## TEKST DO PRZECZYTANIA
-=-=-=-=-

- Jakby dawali sześć punktów za to spotkanie to byśmy się mobilizowali bardziej. Nie da się ukryć, że jest to ciężki przeciwnik i podejdziemy do niego bardzo skoncentrowani. Będziemy chcieli wygrać ten mecz i mam nadzieję, że wygramy - mówi Janusz Gancarczyk, jeden z najlepszych piłkarzy Śląska, który został niedawno powołany do reprezentacji Polski.
Spotkanie to wywołuje ogromne emocje nie tylko u kibiców, ale także u piłkarzy. - Jedziemy oczywiście po zwycięstwo, ale czy zadowoliłby nas punkt, to będzie zależało od przebiegu spotkania. Mogą być różne okoliczności i jeden punkt przy niesprzyjających okolicznościach byłby bardzo dobry - stwierdza inny reprezentant kraju, tym razem gracz krakowskiej Wisły Rafał Boguski.

-=-=-=-=-

## SEKCJA DANYCH
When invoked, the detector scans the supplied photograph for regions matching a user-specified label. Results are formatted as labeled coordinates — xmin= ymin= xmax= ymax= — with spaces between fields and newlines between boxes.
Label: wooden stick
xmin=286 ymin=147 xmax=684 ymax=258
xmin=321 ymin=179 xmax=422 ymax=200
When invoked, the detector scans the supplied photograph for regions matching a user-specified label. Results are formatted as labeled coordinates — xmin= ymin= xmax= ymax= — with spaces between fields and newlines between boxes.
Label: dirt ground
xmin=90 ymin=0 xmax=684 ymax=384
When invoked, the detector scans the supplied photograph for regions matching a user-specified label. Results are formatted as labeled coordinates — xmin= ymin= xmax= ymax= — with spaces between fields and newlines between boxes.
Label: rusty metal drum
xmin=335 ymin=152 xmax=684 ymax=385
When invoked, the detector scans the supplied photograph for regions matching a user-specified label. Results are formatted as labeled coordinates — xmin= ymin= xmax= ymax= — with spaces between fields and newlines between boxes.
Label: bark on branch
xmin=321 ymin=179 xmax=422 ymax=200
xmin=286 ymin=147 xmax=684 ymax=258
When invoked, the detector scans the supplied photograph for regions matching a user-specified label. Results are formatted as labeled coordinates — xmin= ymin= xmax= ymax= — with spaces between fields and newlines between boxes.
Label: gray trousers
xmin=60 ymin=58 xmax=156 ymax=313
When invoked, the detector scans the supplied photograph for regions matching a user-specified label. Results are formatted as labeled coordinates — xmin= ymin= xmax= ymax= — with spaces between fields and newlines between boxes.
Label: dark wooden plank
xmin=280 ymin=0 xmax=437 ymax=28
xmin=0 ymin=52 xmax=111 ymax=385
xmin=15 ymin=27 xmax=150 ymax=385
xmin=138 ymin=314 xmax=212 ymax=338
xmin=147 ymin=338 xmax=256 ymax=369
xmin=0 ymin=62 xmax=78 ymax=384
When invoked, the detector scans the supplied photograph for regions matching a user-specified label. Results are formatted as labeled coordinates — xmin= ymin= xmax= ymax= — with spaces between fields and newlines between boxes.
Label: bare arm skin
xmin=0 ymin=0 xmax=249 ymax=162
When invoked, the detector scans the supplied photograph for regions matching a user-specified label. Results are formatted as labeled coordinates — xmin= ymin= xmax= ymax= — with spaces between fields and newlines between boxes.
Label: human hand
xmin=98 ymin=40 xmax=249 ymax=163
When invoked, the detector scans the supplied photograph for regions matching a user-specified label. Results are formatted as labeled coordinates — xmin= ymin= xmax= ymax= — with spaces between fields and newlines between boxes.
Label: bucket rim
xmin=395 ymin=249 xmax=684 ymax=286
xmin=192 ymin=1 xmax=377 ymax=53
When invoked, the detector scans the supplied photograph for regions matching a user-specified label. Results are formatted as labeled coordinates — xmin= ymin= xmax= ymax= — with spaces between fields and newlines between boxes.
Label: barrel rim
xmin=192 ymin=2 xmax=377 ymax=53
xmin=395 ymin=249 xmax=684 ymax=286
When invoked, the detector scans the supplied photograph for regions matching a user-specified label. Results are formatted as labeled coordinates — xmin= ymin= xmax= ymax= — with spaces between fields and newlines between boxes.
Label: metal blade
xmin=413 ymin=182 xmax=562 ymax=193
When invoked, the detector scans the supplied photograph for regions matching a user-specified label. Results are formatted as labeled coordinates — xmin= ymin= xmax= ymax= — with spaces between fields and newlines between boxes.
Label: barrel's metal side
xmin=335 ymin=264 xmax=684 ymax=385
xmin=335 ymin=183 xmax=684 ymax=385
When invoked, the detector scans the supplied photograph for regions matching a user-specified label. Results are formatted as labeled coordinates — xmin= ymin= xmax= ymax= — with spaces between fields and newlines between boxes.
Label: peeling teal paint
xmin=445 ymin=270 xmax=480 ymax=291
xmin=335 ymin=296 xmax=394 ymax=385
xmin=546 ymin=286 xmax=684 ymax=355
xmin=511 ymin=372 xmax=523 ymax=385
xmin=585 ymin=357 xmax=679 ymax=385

-=-=-=-=-

## ZADANIA DO WYKONANIA
A) Wypisz wszystkie drużyny piłkarskie wymienione we fragmencie o meczu.
B) Kto we fragmencie o meczu mówi, że jeden punkt przy niesprzyjających okolicznościach byłby bardzo dobry?
C) Poprowadź dalej fragment o meczu od miejsca, w którym się kończy.
Listing nie odgrywa tu żadnej roli.

## LISTA ODPOWIEDZI
A) Śląsk, krakowska Wisła, reprezentacja Polski

B) Rafał Boguski, gracz krakowskiej Wisły i reprezentant kraju.

C)
Spotkanie powinno być niezwykle atrakcyjne dla kibiców. Obydwa zespoły preferują ofensywny styl gry. Nie będzie mowy o murowaniu bramki. Kibice powinni więc zobaczyć wiele akcji pod bramką czy to jednej, czy drugiej drużyny. - Wisła na pewno nie przyjedzie się tu bronić - dodaje Janusz Gancarczyk.
Wrocławski Śląsk na własnym stadionie poniósł tylko jedną porażkę. Zdecydowanego faworyta tego spotkania nie ma. Wydaje się, że powinni nim być piłkarze z Krakowa, jednak Śląsk jako beniaminek bardzo dobrze prezentuje się w rozgrywkach ekstraklasy.
Obydwa zespoły do tego meczu przystąpią praktycznie w najsilniejszym zestawieniu. W drużynie Śląska przeciwko Wiśle nie będą mogli zagrać tylko Tadeusz Socha i Dariusz Sztylka. Obydwaj piłkarze są kontuzjowani.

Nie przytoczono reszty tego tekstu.